TASK ITEM >>
In the data below, how many lines contain the word "concrete"? Answer with the number alone.

EXERCISE INPUT >>
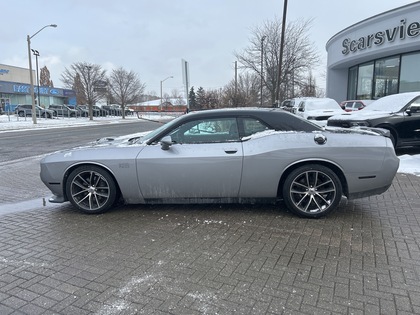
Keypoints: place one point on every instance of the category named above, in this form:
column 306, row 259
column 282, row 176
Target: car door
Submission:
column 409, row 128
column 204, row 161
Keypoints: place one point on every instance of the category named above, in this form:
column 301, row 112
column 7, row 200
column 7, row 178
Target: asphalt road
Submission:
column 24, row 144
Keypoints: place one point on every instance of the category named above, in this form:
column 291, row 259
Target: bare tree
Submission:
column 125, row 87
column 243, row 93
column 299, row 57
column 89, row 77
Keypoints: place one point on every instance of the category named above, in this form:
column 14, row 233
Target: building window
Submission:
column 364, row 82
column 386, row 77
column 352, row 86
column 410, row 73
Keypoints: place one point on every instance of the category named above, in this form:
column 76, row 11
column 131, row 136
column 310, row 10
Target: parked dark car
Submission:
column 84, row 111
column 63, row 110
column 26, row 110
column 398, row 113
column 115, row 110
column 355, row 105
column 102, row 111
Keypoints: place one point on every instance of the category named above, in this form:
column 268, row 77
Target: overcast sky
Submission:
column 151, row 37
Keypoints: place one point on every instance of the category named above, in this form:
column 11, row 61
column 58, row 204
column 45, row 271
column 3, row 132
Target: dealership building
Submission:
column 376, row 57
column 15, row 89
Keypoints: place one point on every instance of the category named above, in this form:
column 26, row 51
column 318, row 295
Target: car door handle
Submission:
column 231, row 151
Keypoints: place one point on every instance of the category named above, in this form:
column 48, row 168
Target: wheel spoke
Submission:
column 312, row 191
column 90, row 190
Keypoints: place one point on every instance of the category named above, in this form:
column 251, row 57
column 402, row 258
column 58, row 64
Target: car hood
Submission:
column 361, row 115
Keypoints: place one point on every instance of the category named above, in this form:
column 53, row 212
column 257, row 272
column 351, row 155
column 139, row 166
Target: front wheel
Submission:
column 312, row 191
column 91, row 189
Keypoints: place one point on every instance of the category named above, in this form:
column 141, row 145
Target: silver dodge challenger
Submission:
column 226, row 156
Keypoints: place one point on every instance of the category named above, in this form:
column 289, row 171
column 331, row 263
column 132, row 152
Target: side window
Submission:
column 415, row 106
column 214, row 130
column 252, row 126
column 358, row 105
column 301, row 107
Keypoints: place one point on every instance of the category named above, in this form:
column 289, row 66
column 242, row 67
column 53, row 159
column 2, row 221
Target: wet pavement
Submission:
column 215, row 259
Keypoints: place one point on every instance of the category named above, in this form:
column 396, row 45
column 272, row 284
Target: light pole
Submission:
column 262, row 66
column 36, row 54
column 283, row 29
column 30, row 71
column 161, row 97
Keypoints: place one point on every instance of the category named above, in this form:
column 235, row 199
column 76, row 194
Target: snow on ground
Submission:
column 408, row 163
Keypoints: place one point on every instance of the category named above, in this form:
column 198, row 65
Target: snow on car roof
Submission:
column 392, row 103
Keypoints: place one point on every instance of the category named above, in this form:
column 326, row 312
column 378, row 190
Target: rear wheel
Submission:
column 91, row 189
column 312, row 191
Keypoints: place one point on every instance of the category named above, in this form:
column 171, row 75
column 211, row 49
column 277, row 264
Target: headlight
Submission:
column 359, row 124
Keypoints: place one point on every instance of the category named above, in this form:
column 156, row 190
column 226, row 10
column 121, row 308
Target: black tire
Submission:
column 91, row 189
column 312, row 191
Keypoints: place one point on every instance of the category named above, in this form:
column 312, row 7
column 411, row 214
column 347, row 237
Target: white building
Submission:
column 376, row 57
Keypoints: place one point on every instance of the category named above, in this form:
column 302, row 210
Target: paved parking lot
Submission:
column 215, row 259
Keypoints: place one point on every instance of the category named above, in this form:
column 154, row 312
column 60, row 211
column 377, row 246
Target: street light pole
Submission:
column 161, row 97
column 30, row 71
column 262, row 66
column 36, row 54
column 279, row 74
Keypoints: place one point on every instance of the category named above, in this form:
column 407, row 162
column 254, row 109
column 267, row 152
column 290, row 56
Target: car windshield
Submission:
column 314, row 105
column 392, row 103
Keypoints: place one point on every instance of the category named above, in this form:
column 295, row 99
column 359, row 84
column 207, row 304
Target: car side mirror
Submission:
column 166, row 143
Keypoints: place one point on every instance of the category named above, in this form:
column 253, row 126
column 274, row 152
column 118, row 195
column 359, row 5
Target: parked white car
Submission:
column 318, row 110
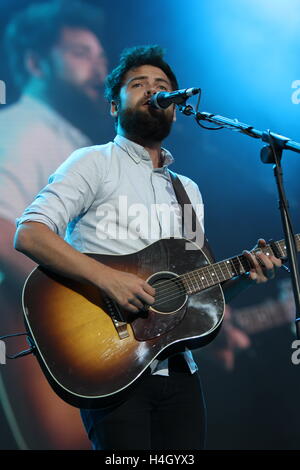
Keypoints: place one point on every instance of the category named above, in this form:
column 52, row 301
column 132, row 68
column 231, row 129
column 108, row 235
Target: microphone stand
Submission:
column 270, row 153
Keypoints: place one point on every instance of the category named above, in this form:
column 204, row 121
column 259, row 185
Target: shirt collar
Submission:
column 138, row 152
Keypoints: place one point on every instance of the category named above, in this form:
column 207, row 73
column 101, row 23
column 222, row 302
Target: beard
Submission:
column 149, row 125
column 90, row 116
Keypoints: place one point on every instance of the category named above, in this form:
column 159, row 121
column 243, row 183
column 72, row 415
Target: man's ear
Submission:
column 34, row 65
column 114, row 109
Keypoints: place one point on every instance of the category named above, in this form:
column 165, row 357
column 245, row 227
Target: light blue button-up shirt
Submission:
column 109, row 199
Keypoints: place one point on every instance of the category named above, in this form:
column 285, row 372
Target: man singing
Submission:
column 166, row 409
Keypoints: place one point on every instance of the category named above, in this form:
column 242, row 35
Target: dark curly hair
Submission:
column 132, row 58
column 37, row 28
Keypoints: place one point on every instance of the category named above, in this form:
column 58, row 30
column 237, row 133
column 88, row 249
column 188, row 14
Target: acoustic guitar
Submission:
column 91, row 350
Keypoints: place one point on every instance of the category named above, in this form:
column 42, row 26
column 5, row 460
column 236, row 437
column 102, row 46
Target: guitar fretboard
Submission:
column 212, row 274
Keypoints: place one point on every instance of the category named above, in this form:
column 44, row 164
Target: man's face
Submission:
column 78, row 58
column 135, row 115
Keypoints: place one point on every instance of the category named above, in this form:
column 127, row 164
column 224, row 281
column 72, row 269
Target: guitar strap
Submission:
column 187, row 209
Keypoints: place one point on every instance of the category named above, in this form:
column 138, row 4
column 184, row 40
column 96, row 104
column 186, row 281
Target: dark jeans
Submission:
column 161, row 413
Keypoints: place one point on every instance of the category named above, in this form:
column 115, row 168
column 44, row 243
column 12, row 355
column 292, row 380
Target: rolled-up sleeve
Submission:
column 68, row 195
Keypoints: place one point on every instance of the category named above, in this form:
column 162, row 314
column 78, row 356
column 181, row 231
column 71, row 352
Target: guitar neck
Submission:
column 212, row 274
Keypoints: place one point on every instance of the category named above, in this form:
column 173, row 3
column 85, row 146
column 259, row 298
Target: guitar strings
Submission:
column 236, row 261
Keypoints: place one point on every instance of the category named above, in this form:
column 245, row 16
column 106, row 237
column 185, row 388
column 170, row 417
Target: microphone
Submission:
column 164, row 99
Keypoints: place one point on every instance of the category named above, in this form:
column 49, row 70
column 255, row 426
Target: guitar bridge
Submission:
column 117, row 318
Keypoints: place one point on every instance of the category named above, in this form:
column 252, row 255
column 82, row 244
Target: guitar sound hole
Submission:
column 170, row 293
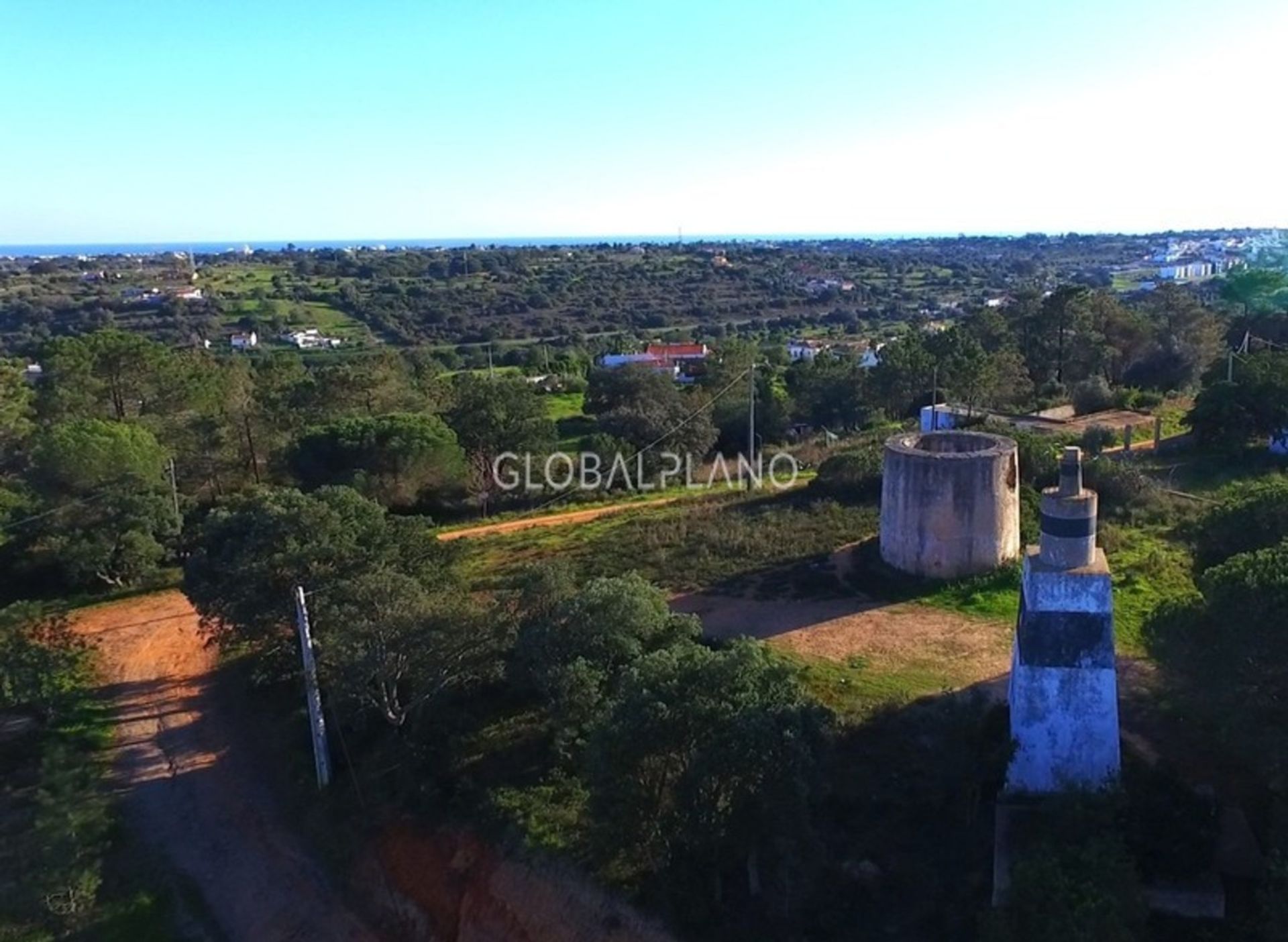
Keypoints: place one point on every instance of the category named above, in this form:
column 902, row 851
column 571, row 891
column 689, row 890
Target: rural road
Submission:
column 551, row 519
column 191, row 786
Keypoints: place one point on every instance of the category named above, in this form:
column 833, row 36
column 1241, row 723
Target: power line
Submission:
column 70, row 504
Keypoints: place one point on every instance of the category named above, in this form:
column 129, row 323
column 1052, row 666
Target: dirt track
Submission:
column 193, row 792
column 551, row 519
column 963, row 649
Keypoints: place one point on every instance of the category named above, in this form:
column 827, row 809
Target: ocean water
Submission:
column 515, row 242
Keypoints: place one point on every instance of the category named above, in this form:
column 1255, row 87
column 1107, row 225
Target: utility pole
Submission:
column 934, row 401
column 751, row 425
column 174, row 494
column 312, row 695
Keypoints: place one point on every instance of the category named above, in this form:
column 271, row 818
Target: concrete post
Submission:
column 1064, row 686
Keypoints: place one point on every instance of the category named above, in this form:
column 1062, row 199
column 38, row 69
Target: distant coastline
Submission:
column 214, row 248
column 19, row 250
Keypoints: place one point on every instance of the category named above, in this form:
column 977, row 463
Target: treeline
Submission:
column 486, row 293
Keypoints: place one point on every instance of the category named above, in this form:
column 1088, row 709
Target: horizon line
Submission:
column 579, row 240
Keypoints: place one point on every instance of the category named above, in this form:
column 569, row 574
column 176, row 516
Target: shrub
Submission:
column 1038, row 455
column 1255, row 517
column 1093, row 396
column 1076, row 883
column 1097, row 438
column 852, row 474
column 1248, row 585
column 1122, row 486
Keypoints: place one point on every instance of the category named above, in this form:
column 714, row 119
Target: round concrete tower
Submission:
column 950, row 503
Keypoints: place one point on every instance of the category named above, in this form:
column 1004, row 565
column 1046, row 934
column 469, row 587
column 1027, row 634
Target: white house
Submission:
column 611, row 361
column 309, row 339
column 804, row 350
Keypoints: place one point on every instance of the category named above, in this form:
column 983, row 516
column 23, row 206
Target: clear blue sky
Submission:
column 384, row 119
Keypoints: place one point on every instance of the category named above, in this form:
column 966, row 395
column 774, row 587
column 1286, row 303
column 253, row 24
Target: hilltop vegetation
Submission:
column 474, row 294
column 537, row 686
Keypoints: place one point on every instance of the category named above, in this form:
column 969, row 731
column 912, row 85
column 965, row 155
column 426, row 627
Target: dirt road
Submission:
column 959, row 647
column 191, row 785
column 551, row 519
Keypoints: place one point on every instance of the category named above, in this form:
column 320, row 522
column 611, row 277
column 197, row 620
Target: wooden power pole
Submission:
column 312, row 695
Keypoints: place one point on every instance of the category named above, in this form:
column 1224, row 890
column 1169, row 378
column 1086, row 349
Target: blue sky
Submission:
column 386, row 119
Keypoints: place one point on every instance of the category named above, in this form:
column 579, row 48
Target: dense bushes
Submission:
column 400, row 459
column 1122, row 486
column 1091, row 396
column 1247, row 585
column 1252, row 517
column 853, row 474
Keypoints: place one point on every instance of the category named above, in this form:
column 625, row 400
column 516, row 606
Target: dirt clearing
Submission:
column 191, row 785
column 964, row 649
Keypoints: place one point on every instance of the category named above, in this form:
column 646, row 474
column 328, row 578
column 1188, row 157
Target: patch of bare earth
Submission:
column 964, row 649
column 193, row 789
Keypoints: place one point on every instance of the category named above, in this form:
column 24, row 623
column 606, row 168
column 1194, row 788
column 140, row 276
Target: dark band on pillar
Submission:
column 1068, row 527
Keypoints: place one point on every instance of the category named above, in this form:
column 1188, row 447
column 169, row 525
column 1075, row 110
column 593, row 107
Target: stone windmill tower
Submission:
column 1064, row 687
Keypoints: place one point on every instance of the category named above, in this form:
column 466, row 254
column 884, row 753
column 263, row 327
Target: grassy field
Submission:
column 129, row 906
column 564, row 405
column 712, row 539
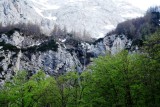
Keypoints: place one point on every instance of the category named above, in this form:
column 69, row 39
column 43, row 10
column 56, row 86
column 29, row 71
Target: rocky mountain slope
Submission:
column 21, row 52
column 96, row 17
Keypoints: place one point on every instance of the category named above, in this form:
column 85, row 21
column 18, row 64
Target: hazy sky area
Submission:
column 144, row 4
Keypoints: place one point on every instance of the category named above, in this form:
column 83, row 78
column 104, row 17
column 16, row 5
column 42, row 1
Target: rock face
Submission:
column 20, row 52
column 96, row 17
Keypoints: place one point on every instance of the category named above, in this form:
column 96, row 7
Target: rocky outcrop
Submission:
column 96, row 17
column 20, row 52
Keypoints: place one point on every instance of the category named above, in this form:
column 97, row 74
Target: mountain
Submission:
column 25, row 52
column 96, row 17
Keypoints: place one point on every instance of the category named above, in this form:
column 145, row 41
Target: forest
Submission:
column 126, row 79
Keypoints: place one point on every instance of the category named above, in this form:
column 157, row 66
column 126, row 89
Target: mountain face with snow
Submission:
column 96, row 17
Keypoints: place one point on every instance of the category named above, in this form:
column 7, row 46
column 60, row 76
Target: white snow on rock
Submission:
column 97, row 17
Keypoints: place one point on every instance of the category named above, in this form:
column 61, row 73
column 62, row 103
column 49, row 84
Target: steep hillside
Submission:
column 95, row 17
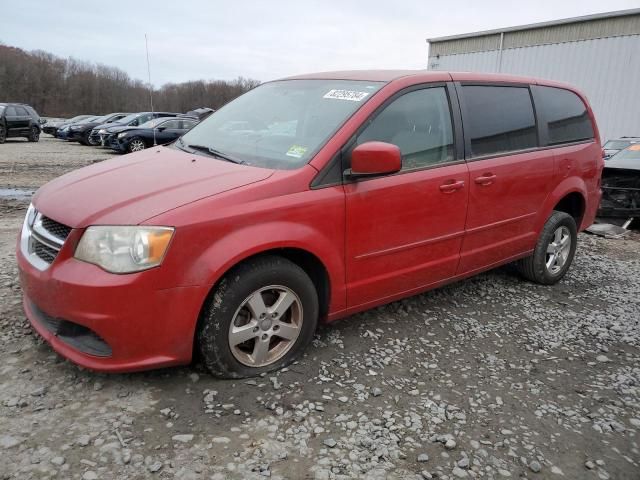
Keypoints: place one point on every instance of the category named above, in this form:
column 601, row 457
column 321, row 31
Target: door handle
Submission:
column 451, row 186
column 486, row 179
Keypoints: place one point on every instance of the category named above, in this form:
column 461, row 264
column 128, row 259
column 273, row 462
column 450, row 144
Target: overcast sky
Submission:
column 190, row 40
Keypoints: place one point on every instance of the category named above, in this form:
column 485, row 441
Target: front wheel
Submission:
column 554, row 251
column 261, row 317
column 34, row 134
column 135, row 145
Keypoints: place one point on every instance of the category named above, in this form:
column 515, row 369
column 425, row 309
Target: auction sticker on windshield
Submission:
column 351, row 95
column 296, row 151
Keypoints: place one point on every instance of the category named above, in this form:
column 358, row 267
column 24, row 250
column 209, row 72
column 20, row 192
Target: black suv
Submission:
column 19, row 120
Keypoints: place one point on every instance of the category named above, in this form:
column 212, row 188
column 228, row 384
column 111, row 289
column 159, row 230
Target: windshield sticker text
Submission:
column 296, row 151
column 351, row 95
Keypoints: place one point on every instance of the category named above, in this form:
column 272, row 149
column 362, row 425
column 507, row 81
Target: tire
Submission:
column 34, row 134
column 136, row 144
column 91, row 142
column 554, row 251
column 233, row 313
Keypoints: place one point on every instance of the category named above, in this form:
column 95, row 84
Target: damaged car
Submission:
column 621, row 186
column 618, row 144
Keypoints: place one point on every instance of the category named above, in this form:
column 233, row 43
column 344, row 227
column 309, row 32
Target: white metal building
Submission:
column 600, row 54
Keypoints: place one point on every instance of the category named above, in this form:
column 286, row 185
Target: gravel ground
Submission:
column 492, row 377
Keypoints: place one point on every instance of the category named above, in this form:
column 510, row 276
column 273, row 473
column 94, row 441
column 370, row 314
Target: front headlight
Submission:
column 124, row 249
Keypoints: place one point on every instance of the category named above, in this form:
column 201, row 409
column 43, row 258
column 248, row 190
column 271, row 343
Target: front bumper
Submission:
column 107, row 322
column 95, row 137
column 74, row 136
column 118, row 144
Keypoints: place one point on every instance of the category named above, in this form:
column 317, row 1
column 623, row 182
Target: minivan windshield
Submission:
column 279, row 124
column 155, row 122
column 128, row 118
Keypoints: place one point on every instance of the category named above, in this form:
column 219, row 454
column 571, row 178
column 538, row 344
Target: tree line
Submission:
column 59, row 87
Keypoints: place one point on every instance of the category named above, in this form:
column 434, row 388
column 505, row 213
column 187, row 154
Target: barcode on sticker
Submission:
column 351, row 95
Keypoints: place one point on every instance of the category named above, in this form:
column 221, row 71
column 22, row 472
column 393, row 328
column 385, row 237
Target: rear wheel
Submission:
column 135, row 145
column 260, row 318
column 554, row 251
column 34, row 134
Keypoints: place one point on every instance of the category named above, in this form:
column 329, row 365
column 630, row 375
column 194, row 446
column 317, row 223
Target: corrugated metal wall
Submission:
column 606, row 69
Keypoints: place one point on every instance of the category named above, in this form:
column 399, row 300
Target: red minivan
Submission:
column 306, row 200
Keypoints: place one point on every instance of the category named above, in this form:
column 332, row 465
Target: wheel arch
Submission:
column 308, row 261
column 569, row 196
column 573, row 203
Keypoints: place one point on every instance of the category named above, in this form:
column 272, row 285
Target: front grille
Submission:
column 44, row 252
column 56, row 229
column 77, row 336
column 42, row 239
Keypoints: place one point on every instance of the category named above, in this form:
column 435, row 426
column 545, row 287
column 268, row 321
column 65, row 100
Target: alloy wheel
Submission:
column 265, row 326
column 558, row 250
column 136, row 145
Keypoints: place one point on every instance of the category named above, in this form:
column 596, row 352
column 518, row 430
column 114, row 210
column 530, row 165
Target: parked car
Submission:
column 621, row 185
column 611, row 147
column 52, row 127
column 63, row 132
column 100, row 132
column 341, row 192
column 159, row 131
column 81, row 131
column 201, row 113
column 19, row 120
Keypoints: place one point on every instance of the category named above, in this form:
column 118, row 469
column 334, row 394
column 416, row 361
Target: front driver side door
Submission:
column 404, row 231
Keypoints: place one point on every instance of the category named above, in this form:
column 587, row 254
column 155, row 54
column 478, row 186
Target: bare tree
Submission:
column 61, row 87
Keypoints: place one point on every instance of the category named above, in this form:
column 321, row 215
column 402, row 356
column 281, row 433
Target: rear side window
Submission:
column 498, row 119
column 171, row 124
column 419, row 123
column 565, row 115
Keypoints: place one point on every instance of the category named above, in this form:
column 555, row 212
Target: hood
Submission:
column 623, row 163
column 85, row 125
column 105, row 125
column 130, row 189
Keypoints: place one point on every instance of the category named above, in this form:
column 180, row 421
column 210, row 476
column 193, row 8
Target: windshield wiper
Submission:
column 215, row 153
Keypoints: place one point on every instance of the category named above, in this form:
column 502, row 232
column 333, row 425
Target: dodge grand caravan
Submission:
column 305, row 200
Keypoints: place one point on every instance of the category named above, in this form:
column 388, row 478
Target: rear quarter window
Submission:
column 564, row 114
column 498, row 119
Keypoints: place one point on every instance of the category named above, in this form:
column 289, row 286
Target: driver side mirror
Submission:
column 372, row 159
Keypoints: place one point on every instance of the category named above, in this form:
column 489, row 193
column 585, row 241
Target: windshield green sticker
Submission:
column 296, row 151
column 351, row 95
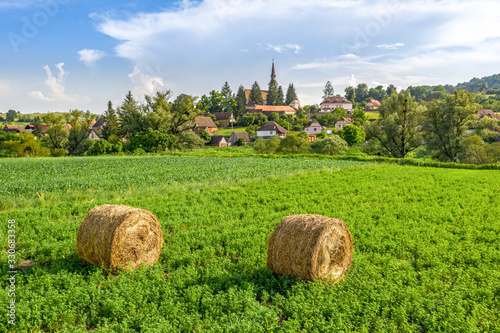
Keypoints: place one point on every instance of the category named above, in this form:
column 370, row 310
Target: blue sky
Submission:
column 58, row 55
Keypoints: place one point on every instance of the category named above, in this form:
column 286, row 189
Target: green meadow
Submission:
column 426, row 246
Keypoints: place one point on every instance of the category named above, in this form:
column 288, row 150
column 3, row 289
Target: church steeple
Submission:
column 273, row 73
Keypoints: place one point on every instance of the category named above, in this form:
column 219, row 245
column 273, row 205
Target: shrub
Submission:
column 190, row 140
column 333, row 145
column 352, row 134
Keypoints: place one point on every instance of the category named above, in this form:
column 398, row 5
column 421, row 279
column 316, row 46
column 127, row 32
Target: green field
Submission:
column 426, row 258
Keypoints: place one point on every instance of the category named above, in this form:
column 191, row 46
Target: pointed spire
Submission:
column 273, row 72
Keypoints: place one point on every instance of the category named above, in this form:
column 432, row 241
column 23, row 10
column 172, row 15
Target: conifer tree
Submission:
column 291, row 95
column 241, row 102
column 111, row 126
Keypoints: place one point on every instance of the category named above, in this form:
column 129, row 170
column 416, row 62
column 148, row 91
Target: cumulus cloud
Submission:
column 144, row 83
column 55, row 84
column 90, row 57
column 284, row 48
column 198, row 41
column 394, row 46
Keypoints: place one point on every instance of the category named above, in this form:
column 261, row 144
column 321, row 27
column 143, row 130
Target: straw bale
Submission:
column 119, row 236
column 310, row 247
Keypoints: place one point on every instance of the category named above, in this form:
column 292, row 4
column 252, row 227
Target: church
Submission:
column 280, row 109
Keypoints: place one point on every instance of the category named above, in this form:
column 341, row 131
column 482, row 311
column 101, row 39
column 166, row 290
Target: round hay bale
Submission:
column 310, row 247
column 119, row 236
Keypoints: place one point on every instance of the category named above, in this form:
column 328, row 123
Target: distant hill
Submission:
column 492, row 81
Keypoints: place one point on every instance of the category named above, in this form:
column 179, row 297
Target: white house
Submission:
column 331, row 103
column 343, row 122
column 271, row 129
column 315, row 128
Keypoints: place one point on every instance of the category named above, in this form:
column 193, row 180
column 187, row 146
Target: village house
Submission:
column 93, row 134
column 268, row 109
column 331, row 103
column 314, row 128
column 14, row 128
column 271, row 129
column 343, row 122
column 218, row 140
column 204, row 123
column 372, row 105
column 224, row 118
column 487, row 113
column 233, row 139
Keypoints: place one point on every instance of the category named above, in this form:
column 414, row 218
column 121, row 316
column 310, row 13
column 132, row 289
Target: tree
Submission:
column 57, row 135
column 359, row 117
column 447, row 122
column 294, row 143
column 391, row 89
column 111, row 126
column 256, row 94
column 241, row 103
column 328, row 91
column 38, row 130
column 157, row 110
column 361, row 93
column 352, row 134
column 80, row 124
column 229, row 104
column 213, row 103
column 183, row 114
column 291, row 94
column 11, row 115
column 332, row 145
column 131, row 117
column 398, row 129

RESPONSE BELOW >>
2